(Rows from a dataset)
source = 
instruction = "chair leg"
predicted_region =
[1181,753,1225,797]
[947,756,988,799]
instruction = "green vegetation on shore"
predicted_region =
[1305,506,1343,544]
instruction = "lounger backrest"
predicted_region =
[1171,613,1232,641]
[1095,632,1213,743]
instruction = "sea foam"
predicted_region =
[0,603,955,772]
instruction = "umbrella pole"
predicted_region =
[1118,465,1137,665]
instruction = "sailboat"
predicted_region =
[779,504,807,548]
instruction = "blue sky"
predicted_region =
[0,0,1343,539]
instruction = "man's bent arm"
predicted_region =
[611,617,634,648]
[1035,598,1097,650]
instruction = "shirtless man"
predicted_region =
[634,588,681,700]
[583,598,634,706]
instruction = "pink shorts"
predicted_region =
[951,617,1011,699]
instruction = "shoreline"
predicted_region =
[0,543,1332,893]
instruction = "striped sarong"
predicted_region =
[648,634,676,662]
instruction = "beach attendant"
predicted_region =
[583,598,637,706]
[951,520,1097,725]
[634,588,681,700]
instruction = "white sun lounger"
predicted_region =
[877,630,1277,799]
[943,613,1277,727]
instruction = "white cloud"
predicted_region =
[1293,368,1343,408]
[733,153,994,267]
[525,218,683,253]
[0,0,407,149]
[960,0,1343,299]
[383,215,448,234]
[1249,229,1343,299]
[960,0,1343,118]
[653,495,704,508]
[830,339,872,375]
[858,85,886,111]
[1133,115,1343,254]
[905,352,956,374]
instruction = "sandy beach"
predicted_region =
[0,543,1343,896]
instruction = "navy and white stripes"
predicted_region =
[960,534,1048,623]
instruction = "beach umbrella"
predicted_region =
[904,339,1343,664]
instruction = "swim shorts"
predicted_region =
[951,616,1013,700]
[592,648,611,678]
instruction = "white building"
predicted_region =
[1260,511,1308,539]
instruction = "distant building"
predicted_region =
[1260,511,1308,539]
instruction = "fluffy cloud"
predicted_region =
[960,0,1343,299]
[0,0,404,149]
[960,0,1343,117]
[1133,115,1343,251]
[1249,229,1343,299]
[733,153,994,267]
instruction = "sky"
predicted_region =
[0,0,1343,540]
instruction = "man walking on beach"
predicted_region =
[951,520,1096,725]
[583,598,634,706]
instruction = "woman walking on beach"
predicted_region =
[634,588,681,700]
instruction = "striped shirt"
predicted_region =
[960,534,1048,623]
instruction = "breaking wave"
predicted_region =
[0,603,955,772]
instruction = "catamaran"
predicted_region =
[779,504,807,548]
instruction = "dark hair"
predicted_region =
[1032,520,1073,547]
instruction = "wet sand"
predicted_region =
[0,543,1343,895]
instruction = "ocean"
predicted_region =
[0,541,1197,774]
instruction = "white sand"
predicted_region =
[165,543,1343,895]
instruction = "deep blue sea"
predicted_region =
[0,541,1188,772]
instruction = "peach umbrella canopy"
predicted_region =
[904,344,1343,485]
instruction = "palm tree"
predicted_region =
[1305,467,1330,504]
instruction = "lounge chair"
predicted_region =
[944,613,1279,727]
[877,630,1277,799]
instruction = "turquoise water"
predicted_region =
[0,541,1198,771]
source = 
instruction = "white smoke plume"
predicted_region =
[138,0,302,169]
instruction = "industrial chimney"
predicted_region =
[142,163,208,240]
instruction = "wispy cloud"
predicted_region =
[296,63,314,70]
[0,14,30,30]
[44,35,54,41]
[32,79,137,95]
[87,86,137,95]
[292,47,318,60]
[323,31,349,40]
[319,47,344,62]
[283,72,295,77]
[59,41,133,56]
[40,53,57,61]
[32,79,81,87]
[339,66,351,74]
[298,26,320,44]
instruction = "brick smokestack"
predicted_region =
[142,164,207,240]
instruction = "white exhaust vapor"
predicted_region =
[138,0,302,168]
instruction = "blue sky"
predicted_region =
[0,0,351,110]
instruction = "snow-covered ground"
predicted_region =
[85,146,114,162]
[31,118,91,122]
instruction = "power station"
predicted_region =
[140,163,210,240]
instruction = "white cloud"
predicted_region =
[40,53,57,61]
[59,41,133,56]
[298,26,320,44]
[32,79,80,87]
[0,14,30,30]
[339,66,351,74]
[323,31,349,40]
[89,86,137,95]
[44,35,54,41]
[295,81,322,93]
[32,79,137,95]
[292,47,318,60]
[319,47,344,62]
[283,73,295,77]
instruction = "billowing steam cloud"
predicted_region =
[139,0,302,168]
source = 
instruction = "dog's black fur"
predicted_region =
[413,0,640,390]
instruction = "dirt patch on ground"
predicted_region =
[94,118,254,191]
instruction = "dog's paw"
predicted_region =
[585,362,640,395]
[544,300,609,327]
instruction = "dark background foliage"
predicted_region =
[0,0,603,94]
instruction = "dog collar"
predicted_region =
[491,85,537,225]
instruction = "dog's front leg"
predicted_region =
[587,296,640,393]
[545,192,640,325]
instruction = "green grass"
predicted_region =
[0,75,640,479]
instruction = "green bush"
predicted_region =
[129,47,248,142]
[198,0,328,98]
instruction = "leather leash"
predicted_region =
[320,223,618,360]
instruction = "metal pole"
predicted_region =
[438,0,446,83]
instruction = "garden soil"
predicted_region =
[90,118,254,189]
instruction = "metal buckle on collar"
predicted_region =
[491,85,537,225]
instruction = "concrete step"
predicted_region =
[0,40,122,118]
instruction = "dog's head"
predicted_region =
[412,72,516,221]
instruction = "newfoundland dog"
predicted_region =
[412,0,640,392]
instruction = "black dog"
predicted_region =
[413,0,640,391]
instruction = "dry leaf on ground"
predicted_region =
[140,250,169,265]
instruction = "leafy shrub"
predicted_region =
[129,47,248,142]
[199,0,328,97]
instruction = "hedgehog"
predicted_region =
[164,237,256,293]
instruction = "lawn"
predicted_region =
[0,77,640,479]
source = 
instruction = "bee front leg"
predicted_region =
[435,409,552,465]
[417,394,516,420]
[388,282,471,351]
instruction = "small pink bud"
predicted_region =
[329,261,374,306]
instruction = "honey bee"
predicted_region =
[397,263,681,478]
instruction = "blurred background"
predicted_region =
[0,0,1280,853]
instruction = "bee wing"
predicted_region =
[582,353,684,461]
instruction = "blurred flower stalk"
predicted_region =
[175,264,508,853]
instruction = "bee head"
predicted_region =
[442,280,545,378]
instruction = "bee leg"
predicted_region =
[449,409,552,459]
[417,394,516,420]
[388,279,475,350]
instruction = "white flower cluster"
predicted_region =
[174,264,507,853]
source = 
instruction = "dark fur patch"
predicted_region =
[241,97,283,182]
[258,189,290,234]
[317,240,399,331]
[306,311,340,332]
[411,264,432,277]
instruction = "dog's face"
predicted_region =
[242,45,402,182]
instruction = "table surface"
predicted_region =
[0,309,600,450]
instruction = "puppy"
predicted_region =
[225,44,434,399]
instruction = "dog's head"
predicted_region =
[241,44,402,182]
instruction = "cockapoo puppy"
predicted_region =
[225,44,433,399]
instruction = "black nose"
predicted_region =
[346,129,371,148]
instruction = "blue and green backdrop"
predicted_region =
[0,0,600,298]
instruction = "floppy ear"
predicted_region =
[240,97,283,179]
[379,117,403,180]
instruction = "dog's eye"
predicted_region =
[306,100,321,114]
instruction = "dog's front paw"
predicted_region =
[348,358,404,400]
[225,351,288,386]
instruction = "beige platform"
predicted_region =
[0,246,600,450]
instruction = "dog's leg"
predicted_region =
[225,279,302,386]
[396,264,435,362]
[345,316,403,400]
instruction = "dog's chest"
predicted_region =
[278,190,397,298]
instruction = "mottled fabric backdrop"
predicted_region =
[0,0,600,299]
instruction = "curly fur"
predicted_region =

### Exercise objective
Format every line of the entries from the very start through the line containing "[592,648,611,678]", inclusive, as a Markdown table with the columns Line and Text. Number the rows in order and omit blank lines.

### Task result
| Line | Text |
|---|---|
| 1 | source =  |
| 2 | instruction = "chair leg" |
| 3 | predicted_region = |
| 4 | [1181,753,1225,797] |
| 5 | [947,756,988,799] |
| 6 | instruction = "green vegetation on shore" |
| 7 | predicted_region = |
| 8 | [1305,506,1343,544] |
| 9 | instruction = "lounger backrest" |
| 10 | predicted_region = |
| 11 | [1171,613,1232,641] |
| 12 | [1095,632,1213,743] |
| 13 | instruction = "sea foam" |
| 14 | predicted_region = |
| 15 | [0,603,955,772] |
| 16 | instruction = "umbrella pole" |
| 17 | predicted_region = |
| 18 | [1118,465,1137,665] |
| 19 | instruction = "sailboat" |
| 20 | predicted_region = |
| 21 | [779,504,807,548] |
| 22 | instruction = "blue sky" |
| 23 | predicted_region = |
| 24 | [0,0,1343,539] |
| 25 | instruction = "man's bent arm" |
| 26 | predicted_region = |
| 27 | [611,617,634,648] |
| 28 | [1035,598,1097,650] |
| 29 | instruction = "shirtless man" |
| 30 | predicted_region = |
| 31 | [634,588,681,700] |
| 32 | [583,598,634,706] |
| 33 | instruction = "pink shorts" |
| 34 | predicted_region = |
| 35 | [951,617,1011,699] |
| 36 | instruction = "shoreline" |
| 37 | predicted_region = |
| 38 | [0,543,1332,893] |
| 39 | instruction = "striped sarong" |
| 40 | predicted_region = |
| 41 | [648,634,676,662] |
| 42 | instruction = "beach attendant" |
| 43 | predicted_region = |
| 44 | [583,598,637,706] |
| 45 | [951,520,1097,725] |
| 46 | [634,588,681,700] |
| 47 | instruction = "white sun lounger" |
| 48 | predicted_region = |
| 49 | [877,630,1277,799] |
| 50 | [943,613,1277,727] |
| 51 | instruction = "white cloud" |
| 52 | predicted_region = |
| 53 | [1293,368,1343,408] |
| 54 | [733,153,994,267] |
| 55 | [525,218,683,253] |
| 56 | [0,0,407,149] |
| 57 | [960,0,1343,299] |
| 58 | [383,215,448,234] |
| 59 | [1249,229,1343,299] |
| 60 | [960,0,1343,118] |
| 61 | [653,495,704,508] |
| 62 | [830,339,872,375] |
| 63 | [858,85,886,111] |
| 64 | [1133,115,1343,254] |
| 65 | [905,352,956,374] |
| 66 | instruction = "sandy beach" |
| 67 | predicted_region = |
| 68 | [0,543,1343,896] |
| 69 | instruction = "navy and white stripes" |
| 70 | predicted_region = |
| 71 | [960,534,1048,623] |
| 72 | instruction = "beach umbrella" |
| 73 | predicted_region = |
| 74 | [904,339,1343,664] |
| 75 | instruction = "swim shorts" |
| 76 | predicted_region = |
| 77 | [951,616,1013,700] |
| 78 | [592,648,611,678] |